February 01, 2018 Substantive Law

You Can’t Lock the Doors! Are Lenders Powerless to Stop Zombie Properties in Lien Theory States?

By Timothy M. Harris

Reprinted with permission from Real Property, Trust and Estate Law Journal, Fall 2017 (52:2) at 195-203. ©2017 by the American Bar Association. Reprinted with permission. All rights reserved. This information or any or portion thereof may not be copied or disseminated in any form or by any means or stored in an electronic database or retrieval system without the express written consent of the American Bar Association.

This is the first of several excerpts from this article that will appear in GPSolo eReport.

GIVEN REQUEST 1: Quote the lines of the listing from its first line through the line containing "xmin=660 ymin=777 xmax=824 ymax=856", both included.
The article excerpt and the listing have no connection to each other.

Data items
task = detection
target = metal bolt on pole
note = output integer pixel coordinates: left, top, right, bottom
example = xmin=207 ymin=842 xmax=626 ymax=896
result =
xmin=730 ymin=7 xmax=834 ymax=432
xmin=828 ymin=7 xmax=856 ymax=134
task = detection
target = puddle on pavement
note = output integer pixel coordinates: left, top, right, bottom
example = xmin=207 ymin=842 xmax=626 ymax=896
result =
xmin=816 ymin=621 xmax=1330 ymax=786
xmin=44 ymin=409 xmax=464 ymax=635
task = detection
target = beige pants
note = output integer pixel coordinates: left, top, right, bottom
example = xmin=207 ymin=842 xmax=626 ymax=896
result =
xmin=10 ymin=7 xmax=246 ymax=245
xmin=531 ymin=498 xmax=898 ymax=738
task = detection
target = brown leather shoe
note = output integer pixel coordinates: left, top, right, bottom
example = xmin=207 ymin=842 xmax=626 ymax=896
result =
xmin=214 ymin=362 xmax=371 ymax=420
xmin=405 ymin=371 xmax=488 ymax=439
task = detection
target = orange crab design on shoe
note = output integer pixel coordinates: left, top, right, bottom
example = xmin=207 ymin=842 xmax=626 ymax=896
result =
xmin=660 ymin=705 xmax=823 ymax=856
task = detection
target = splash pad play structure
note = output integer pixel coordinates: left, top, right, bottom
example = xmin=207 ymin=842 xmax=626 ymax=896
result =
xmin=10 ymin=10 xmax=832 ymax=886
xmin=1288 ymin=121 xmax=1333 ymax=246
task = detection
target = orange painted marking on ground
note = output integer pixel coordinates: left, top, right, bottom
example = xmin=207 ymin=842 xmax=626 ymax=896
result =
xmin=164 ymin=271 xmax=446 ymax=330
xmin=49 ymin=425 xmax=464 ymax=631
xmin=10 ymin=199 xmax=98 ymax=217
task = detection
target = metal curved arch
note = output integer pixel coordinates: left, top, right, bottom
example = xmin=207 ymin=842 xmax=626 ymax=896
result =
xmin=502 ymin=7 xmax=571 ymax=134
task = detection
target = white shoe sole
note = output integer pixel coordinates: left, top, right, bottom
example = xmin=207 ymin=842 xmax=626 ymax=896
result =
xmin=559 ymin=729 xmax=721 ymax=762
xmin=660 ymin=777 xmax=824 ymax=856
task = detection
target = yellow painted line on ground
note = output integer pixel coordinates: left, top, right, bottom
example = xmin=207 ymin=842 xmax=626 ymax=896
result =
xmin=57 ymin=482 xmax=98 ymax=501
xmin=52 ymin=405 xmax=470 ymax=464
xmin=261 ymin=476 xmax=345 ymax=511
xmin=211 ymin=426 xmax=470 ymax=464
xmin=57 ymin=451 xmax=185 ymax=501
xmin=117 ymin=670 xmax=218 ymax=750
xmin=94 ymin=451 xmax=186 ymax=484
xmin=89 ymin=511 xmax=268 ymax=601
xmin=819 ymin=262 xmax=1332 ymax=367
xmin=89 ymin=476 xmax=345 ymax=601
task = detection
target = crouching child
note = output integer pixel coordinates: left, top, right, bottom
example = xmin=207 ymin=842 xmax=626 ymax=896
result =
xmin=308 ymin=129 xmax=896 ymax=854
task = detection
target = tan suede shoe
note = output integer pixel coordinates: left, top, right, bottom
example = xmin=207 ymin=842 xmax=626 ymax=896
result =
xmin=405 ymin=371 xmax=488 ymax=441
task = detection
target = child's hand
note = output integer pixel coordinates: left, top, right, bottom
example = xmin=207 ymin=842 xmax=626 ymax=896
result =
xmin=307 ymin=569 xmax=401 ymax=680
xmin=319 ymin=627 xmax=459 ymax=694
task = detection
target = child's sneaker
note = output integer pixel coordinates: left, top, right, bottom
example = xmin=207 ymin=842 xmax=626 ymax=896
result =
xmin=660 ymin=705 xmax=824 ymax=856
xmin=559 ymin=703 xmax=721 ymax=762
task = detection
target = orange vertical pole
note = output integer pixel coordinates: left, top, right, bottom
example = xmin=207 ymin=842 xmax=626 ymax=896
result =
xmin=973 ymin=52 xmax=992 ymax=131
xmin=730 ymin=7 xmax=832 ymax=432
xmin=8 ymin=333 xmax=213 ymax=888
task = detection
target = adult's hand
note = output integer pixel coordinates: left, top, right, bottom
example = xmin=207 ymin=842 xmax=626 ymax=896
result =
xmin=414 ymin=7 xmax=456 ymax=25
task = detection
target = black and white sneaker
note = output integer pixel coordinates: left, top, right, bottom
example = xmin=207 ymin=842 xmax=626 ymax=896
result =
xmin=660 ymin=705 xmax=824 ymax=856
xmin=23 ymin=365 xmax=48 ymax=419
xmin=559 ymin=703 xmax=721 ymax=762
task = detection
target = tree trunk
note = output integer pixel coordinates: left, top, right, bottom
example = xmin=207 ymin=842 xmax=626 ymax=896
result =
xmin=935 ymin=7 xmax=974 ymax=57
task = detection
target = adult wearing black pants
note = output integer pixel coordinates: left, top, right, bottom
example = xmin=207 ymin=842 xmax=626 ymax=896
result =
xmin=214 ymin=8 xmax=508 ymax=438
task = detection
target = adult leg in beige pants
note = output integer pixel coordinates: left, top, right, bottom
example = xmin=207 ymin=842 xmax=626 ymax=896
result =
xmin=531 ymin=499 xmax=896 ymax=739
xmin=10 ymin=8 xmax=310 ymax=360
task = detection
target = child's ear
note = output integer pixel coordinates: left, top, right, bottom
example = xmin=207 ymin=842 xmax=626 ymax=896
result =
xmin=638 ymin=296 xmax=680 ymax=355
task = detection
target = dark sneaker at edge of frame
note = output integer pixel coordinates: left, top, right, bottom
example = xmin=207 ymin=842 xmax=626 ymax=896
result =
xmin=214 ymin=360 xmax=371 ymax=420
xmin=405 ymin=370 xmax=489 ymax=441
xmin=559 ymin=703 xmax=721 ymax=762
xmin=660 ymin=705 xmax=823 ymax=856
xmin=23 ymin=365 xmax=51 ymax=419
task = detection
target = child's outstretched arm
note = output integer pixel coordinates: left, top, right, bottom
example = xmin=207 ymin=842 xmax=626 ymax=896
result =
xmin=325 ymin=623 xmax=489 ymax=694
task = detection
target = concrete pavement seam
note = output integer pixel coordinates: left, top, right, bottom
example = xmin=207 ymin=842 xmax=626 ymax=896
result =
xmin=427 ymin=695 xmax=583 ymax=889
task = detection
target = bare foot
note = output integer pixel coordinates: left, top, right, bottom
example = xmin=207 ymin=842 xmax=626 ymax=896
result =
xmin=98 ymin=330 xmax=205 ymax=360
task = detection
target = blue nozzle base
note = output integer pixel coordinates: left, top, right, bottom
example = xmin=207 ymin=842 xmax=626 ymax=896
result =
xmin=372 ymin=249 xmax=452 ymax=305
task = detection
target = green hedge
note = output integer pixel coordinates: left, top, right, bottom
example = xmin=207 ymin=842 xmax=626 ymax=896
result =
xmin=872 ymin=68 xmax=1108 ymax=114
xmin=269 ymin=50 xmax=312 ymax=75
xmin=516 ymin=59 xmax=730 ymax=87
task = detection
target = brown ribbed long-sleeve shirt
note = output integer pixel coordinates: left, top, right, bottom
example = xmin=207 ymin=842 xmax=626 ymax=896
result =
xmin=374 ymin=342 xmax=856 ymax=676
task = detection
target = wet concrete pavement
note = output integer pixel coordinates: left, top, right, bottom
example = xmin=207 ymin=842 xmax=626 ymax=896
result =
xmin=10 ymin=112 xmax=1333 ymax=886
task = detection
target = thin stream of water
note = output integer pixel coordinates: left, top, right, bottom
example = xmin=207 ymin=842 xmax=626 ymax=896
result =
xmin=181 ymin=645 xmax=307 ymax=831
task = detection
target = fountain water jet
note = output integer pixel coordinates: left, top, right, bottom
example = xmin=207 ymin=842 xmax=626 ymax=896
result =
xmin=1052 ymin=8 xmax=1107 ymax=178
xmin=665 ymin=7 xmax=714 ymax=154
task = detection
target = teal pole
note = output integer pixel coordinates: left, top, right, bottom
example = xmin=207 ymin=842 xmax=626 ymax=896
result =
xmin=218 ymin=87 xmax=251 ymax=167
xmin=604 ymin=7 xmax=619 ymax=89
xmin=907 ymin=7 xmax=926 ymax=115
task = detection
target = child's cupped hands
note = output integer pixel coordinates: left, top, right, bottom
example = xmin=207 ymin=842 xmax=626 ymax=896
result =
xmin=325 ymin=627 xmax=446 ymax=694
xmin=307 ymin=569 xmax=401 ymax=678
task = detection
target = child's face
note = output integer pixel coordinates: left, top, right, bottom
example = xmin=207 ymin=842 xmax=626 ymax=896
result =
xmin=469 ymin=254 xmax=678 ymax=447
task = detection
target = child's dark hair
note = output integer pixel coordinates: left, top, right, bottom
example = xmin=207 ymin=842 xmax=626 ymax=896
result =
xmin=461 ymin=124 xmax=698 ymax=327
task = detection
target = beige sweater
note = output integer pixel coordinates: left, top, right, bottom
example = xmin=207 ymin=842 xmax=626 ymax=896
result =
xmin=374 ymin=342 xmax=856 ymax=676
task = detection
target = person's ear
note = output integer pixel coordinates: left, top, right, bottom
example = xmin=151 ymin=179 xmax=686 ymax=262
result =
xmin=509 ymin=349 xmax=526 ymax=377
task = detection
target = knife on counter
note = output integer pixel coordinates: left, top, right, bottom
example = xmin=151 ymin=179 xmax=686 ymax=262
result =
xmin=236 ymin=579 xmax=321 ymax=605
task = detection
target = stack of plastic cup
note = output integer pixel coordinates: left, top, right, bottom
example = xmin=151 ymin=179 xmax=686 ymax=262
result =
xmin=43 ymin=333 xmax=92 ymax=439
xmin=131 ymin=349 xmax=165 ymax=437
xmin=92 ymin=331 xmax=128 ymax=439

GIVEN REQUEST 2: Print the entire article excerpt word for word.

FINISHED ANSWER 1:
task = detection
target = metal bolt on pole
note = output integer pixel coordinates: left, top, right, bottom
example = xmin=207 ymin=842 xmax=626 ymax=896
result =
xmin=730 ymin=7 xmax=834 ymax=432
xmin=828 ymin=7 xmax=856 ymax=134
task = detection
target = puddle on pavement
note = output integer pixel coordinates: left, top, right, bottom
example = xmin=207 ymin=842 xmax=626 ymax=896
result =
xmin=816 ymin=621 xmax=1330 ymax=786
xmin=44 ymin=409 xmax=464 ymax=635
task = detection
target = beige pants
note = output integer pixel coordinates: left, top, right, bottom
example = xmin=207 ymin=842 xmax=626 ymax=896
result =
xmin=10 ymin=7 xmax=246 ymax=245
xmin=531 ymin=498 xmax=898 ymax=738
task = detection
target = brown leather shoe
note = output integer pixel coordinates: left, top, right, bottom
example = xmin=207 ymin=842 xmax=626 ymax=896
result =
xmin=214 ymin=362 xmax=371 ymax=420
xmin=405 ymin=371 xmax=488 ymax=439
task = detection
target = orange crab design on shoe
note = output integer pixel coordinates: left, top, right, bottom
example = xmin=207 ymin=842 xmax=626 ymax=896
result =
xmin=660 ymin=705 xmax=823 ymax=856
task = detection
target = splash pad play structure
note = output integer pixel coordinates: left, top, right, bottom
example = xmin=207 ymin=842 xmax=626 ymax=896
result =
xmin=10 ymin=10 xmax=832 ymax=886
xmin=1288 ymin=121 xmax=1333 ymax=246
task = detection
target = orange painted marking on ground
note = output integer pixel coordinates: left, top, right, bottom
example = xmin=207 ymin=842 xmax=626 ymax=896
result =
xmin=164 ymin=271 xmax=446 ymax=330
xmin=49 ymin=425 xmax=464 ymax=631
xmin=10 ymin=199 xmax=98 ymax=217
task = detection
target = metal curved arch
note = output integer pixel coordinates: left, top, right, bottom
example = xmin=207 ymin=842 xmax=626 ymax=896
result =
xmin=502 ymin=7 xmax=571 ymax=134
task = detection
target = white shoe sole
note = output integer pixel coordinates: left, top, right, bottom
example = xmin=207 ymin=842 xmax=626 ymax=896
result =
xmin=559 ymin=729 xmax=721 ymax=762
xmin=660 ymin=777 xmax=824 ymax=856

FINISHED ANSWER 2:
February 01, 2018 Substantive Law

You Can’t Lock the Doors! Are Lenders Powerless to Stop Zombie Properties in Lien Theory States?

By Timothy M. Harris

Reprinted with permission from Real Property, Trust and Estate Law Journal, Fall 2017 (52:2) at 195-203. ©2017 by the American Bar Association. Reprinted with permission. All rights reserved. This information or any or portion thereof may not be copied or disseminated in any form or by any means or stored in an electronic database or retrieval system without the express written consent of the American Bar Association.

This is the first of several excerpts from this article that will appear in GPSolo eReport.